→ **What to do**: Line by line, copy the records below exactly.

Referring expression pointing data

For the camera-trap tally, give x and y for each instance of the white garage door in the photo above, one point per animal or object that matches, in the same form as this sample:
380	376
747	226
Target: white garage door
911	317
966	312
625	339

→ **Expected answer**:
For the camera-trap tally, give x and y for each instance of the white garage door in the photo above, one point per animal or object that matches, in the same form as this sample:
380	376
747	226
Target: white garage door
911	317
966	312
625	339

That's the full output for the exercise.